:: SOBRE LA TAREA ::
Reproduce sin cambios el texto sobre el pesimismo desde «El sabio, el» hasta «de manera cruda.», incluido este último.

Pesimismo y pandemia

Html

Captura de pantalla 2021-05-28 a las 17.34.09.png

La felicidad del pesimismo filosófico, por supuesto, no satisface en absoluto las ansias modernas de éxito, contento y disfrute, ni tampoco las posmodernas de empoderamiento identitario y autoglorificación.

En su carta a su amigo de juventud Hermann Mushacke —fechada el 11 de julio de 1866—, Nietzsche afirmaba que la filosofía de Schopenhauer le había arrancado de los ojos las “vendas del optimismo”. Con ello Nietzsche constataba que las tesis metafísicas de Schopenhauer, el campeón del pesimismo filosófico, le habían liberado de un error o al menos de un obstáculo en la contemplación adecuada de la verdad, pues —como enseña una larga tradición metafórica— el acto de encontrar la verdad consiste en el descubrimiento de una realidad que ha sido ocultada previamente a nuestros ojos.

El sabio, el filósofo, el científico, pero también el profeta y el vidente —cómo no— se precian de desnudar la realidad, de quitarle los ropajes y exponerla de manera cruda.

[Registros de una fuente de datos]
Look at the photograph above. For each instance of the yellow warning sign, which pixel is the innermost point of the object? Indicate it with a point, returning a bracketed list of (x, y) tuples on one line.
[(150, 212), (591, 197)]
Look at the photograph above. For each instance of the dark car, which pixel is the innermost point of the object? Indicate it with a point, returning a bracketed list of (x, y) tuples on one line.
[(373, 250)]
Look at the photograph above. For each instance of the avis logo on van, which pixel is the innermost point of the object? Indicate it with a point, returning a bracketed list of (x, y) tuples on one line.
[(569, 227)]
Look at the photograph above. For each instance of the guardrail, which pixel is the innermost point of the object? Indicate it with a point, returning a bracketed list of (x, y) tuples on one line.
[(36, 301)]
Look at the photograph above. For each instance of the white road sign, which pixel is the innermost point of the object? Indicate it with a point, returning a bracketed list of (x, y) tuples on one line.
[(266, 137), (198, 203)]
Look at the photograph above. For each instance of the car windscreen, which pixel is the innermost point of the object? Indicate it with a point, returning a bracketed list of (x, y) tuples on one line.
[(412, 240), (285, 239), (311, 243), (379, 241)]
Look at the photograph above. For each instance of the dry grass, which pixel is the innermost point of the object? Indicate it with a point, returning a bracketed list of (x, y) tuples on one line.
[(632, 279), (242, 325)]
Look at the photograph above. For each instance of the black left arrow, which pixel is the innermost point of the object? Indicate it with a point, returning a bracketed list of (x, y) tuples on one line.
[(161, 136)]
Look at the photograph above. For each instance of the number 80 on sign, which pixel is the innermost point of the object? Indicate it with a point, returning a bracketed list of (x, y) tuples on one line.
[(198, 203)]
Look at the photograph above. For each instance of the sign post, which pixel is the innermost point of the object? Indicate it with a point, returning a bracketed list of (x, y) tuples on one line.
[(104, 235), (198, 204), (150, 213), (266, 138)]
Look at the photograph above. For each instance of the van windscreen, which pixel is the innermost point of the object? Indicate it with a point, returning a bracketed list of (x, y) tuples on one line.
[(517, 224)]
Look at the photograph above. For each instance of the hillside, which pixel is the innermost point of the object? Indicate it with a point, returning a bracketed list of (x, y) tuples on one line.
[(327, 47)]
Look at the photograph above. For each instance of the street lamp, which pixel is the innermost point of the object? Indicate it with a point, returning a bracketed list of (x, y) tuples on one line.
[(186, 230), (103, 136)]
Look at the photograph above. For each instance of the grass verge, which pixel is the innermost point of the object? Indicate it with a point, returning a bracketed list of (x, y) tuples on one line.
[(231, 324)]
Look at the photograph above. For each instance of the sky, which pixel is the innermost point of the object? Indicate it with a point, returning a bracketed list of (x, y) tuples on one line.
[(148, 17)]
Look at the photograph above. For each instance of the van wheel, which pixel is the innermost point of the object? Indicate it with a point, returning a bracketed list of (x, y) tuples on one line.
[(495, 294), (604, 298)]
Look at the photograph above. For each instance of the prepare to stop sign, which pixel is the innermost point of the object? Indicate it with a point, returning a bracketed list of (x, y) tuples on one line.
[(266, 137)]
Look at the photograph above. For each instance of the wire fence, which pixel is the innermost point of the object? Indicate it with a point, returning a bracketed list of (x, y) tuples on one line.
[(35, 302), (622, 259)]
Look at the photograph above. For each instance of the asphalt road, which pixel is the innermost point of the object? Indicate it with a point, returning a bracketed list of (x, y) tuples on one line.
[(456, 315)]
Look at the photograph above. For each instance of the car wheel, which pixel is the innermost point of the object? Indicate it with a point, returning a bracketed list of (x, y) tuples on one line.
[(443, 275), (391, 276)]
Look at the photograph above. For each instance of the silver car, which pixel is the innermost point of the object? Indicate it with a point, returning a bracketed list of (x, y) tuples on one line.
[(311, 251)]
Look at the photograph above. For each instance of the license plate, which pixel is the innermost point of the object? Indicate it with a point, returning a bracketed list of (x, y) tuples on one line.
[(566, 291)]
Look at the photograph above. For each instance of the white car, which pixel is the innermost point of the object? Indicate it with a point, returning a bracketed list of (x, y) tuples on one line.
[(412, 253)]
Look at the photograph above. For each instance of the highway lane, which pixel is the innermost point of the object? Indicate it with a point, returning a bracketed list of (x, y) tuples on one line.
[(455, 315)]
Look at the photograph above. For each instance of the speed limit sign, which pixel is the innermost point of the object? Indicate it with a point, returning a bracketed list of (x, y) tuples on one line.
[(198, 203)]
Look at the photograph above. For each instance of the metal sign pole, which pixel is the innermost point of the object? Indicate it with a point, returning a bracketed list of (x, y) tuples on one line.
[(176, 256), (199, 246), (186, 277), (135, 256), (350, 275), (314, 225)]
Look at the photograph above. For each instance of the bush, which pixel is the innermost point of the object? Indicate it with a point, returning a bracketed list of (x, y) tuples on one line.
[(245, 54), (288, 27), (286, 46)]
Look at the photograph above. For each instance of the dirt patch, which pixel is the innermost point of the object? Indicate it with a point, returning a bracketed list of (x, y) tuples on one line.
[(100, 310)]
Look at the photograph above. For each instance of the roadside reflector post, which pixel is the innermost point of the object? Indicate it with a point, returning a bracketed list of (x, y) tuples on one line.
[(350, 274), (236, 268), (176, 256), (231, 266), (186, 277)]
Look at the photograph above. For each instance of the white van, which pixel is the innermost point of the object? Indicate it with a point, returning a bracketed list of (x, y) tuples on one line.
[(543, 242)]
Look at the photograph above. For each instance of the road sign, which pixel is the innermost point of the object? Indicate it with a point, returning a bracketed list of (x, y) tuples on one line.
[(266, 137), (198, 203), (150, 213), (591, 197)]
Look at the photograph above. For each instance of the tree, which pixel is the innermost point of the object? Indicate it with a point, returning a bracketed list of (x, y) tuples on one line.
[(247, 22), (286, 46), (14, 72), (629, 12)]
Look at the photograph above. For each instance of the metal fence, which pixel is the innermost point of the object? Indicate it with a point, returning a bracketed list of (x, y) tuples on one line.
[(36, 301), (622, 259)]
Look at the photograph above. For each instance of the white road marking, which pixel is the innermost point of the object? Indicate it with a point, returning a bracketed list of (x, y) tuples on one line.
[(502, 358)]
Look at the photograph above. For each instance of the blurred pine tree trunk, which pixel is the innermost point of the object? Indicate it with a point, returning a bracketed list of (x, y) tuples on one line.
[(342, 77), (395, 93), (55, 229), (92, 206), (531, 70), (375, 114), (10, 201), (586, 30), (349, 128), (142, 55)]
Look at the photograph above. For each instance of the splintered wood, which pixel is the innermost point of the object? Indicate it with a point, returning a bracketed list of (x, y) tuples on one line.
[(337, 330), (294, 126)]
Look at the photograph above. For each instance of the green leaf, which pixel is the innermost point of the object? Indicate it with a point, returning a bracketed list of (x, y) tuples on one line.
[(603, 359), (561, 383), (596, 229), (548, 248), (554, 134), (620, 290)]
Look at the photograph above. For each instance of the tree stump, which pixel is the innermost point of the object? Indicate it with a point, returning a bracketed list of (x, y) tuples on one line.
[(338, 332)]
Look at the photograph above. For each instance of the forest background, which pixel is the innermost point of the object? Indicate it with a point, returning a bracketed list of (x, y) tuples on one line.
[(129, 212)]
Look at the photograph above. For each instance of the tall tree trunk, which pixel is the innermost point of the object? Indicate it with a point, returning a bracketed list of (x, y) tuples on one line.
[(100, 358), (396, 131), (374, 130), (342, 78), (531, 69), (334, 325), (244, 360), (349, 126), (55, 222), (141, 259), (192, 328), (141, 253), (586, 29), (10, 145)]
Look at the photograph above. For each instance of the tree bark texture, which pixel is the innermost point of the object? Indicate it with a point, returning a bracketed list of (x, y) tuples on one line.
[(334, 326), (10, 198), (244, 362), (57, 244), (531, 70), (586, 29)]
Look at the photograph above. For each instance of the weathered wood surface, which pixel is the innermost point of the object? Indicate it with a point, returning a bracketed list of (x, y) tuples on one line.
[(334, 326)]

:: RESPUESTA ::
El sabio, el filósofo, el científico, pero también el profeta y el vidente —cómo no— se precian de desnudar la realidad, de quitarle los ropajes y exponerla de manera cruda.